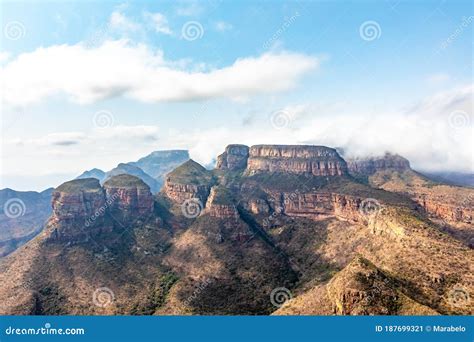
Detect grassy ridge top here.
[56,178,102,193]
[167,159,213,185]
[104,174,150,189]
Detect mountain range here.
[0,145,474,315]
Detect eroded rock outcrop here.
[205,186,239,219]
[163,159,213,203]
[247,145,347,176]
[48,178,112,242]
[413,194,474,223]
[104,174,153,223]
[346,153,410,176]
[216,144,249,171]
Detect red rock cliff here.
[247,145,347,176]
[104,174,153,223]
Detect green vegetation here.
[213,186,234,204]
[56,178,102,193]
[131,273,179,315]
[104,174,150,189]
[168,159,213,185]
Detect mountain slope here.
[0,189,53,257]
[349,155,474,248]
[104,163,161,193]
[0,145,474,315]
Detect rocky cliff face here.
[205,186,239,219]
[164,159,212,203]
[413,195,474,224]
[104,174,153,223]
[247,145,347,176]
[48,178,112,242]
[216,144,249,171]
[48,174,153,243]
[346,153,410,176]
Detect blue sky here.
[0,0,474,190]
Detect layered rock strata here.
[247,145,348,176]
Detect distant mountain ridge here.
[76,150,189,193]
[0,188,53,257]
[0,145,474,315]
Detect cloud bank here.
[0,39,320,105]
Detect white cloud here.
[215,21,232,32]
[1,125,159,189]
[0,52,10,64]
[162,85,474,172]
[176,0,203,17]
[144,12,173,35]
[0,39,320,105]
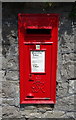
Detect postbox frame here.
[18,14,59,104]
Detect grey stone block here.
[2,81,19,98]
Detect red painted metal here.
[18,14,58,104]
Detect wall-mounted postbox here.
[18,14,58,104]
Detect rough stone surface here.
[0,3,76,120]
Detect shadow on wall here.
[2,2,72,57]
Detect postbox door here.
[24,44,52,100]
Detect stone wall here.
[0,3,76,120]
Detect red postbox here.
[18,14,58,104]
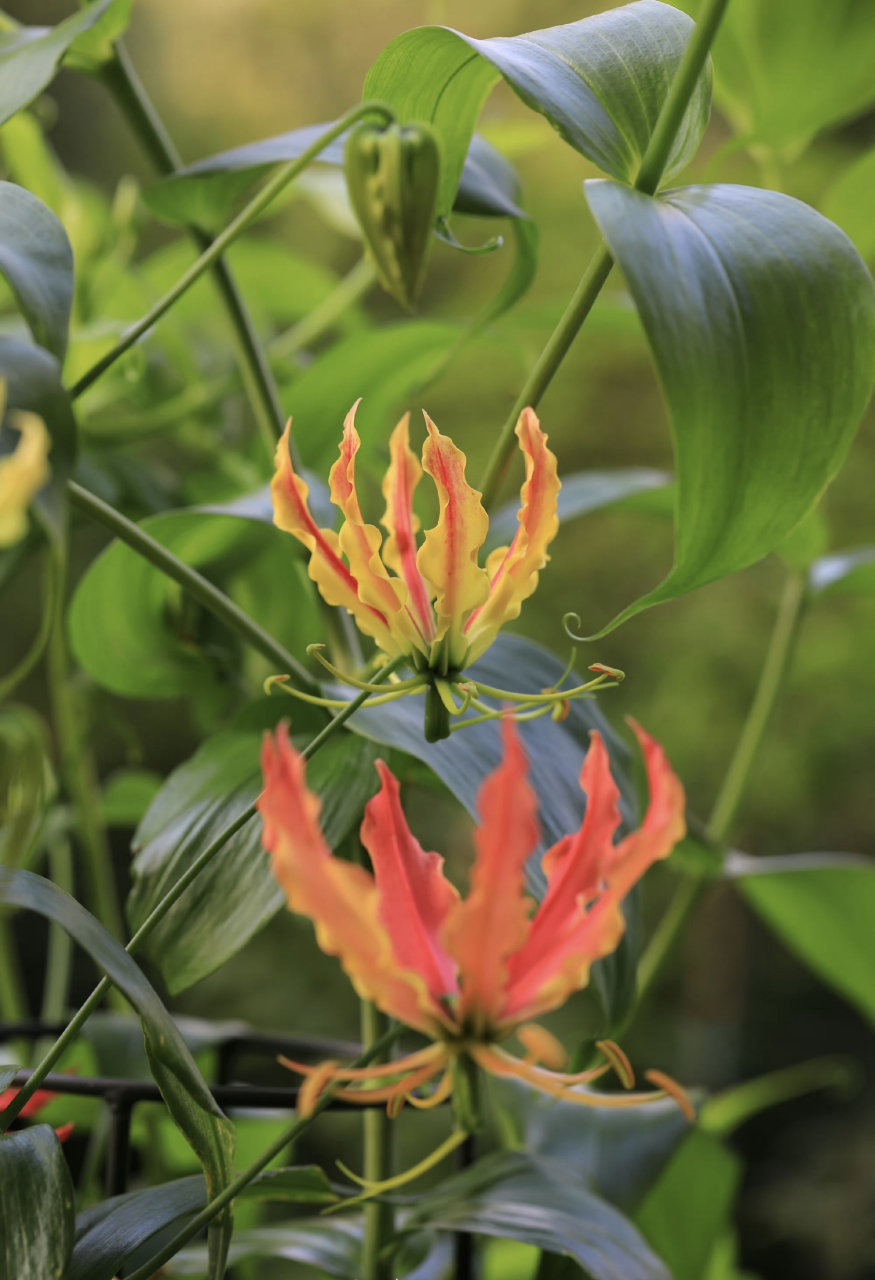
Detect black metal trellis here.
[0,1020,476,1280]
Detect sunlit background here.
[6,0,875,1280]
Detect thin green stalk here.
[70,102,394,399]
[0,657,404,1131]
[480,0,728,508]
[67,480,321,692]
[638,573,806,1004]
[361,1000,394,1280]
[122,1027,404,1280]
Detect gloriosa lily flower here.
[271,401,622,741]
[258,718,691,1172]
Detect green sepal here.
[344,123,440,311]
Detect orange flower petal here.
[444,718,539,1028]
[361,760,459,1000]
[270,419,399,657]
[504,726,686,1020]
[382,413,435,641]
[258,724,441,1033]
[329,401,427,653]
[464,408,562,663]
[416,413,489,671]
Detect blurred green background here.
[0,0,875,1280]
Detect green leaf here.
[128,732,377,995]
[0,182,73,364]
[486,467,672,550]
[489,1078,690,1212]
[586,180,875,635]
[823,148,875,262]
[404,1152,669,1280]
[0,1124,75,1280]
[0,0,113,124]
[727,854,875,1021]
[363,0,711,215]
[678,0,875,157]
[0,338,77,543]
[0,868,234,1272]
[64,1165,338,1280]
[808,547,875,595]
[636,1129,742,1280]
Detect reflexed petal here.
[270,419,399,657]
[444,719,540,1027]
[504,726,686,1021]
[416,413,489,669]
[329,401,426,653]
[361,760,459,1000]
[382,413,435,640]
[464,408,562,663]
[0,404,51,547]
[258,726,441,1033]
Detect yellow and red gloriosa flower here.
[271,401,622,739]
[258,719,690,1128]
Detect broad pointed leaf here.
[586,180,875,635]
[0,868,234,1263]
[365,0,711,214]
[128,732,377,995]
[0,182,73,362]
[0,1124,75,1280]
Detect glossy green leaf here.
[64,1165,336,1280]
[727,854,875,1021]
[486,467,672,550]
[0,868,234,1268]
[808,547,875,595]
[823,148,875,262]
[363,0,711,215]
[489,1079,690,1212]
[636,1129,742,1280]
[0,1124,75,1280]
[143,120,526,232]
[0,338,77,541]
[404,1152,669,1280]
[0,182,73,364]
[128,727,377,995]
[678,0,875,156]
[0,0,113,124]
[586,180,875,635]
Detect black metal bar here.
[105,1089,137,1197]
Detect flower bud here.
[345,123,440,311]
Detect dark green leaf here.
[0,182,73,364]
[586,180,875,635]
[363,0,711,215]
[486,467,672,550]
[0,0,113,124]
[0,868,234,1260]
[64,1165,336,1280]
[808,547,875,595]
[490,1079,690,1212]
[727,854,875,1021]
[636,1129,742,1280]
[128,727,377,995]
[404,1152,669,1280]
[0,1124,75,1280]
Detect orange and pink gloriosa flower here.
[271,401,622,741]
[258,717,691,1152]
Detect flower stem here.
[638,573,806,1005]
[361,1000,394,1280]
[0,658,404,1131]
[67,480,321,690]
[70,94,394,399]
[480,0,729,508]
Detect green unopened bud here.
[345,124,440,311]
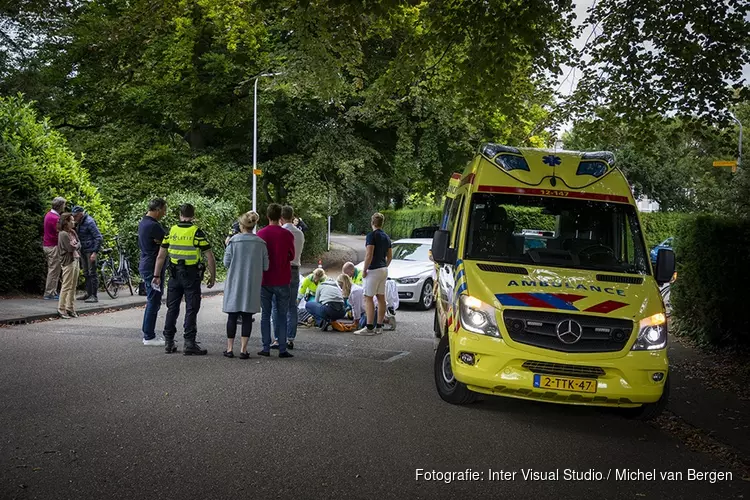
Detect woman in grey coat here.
[223,212,268,359]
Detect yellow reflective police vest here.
[165,224,201,266]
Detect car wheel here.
[435,335,479,405]
[419,278,435,311]
[622,375,669,421]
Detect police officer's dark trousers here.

- - - - -

> [Task brief]
Pick out and copy every line of the data above that contains the word "leaf".

> [Response]
Detect green leaf here.
Detect broad pointed leaf here.
Detect glossy green leaf here.
Detect dark green leaf here.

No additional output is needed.